Page text ->
* Start *
Abstract:
A steam generator for nuclear power plant applications. U-shaped heat exchanger tubes within said steam generator are provided with compliant antivibration bars at the U-shaped portion of the tubes. Flexible plates located at opposite sides of the antivibration bars are placed in contact with the opposite sides of the rows of tubes. Support ribs spaced along the length of the compliant bars limit the deflection of the flexible plates and establish the effective length of the flexible plates. The ribs in successive columns of antivibration bars are located between the ribs of the bars of each preceding and following row.

Description:
This is a continuation of application Ser. No. 745,980, filed June 18, 1985 and now abandoned. 
    
    
     CROSS-REFERENCE TO RELATED APPLICATIONS 
     This invention is related to patent applications entitled &#34;Expandable Antivibration Bar for a Steam Generator&#34; by H. O. Lagally, and &#34;Antivibration Bar Installation Apparatus&#34; by H. O. Lagally and J. H. Stevens, both of which are assigned to the Westinghouse Electric Corporation and both of which are being simultaneously filled herewith. 
     BACKGROUND OF THE INVENTION 
     1. Field of the Invention 
     This invention relates in general to the field of steam generators for commercial nuclear power plants and in particular to apparatus for preventing vibration of the tubes of steam generators and more particularly to apparatus for eliminating clearance space between the tubes of a steam generator and the antivibration bars disposed between the rows of the tubes and thereby eliminating the vibration of said tubes during operation of the steam generator. 
     2. Description of the Prior Art 
     Nuclear power plants have been safely producing electricity for many years. The principal of operation of such commercial nuclear power plants is well known. A nuclear core containing fissionable fuel is caused to achieve criticality and thereby produces heat. The heat is removed by a reactor coolant, which in the field of pressurized water reactors, comprises water. The water reactor coolant also serves as a nuclear moderator which thermalizes fast neutrons in order to enhance the probability of the neutrons producing additional nuclear fissions and thereby sustaining the nuclear reaction. 
     The heat produced by the nuclear core is transferred to the reactor coolant as it passes through the nuclear reactor core. The reactor coolant subsequently transfers the heat it has received to another medium, which also comprises water and which is transformed into steam. The steam is then used to generate electricity by conventional steam turbine-electrical generator apparatus.
* End *
Task prompt ->
Repeat the steam generator patent text word for word, between "CROSS-REFERENCE TO RELATED" and "simultaneously filled herewith.", inclusive.

[Object position labeling entries]
* Start *
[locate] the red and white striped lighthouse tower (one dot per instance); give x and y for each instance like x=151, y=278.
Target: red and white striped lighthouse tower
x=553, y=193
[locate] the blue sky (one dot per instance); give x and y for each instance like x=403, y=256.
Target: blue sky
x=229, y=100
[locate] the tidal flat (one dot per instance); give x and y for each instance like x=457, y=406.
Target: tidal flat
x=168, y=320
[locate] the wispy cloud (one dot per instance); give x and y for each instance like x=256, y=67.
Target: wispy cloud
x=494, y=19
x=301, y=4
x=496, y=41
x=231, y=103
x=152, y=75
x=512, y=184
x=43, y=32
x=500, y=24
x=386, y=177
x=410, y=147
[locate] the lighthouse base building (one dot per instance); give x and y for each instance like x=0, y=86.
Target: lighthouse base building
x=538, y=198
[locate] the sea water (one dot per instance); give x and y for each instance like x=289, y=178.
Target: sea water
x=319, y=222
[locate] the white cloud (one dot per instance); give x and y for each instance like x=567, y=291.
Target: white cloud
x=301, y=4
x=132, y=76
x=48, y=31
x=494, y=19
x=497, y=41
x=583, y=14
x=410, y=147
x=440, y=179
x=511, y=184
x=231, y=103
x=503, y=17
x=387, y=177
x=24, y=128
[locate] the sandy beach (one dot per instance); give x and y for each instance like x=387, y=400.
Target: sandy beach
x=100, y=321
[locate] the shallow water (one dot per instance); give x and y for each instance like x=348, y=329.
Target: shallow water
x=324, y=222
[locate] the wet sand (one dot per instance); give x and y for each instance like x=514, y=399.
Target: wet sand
* End *
Output for this task ->
CROSS-REFERENCE TO RELATED APPLICATIONS 
     This invention is related to patent applications entitled &#34;Expandable Antivibration Bar for a Steam Generator&#34; by H. O. Lagally, and &#34;Antivibration Bar Installation Apparatus&#34; by H. O. Lagally and J. H. Stevens, both of which are assigned to the Westinghouse Electric Corporation and both of which are being simultaneously filled herewith.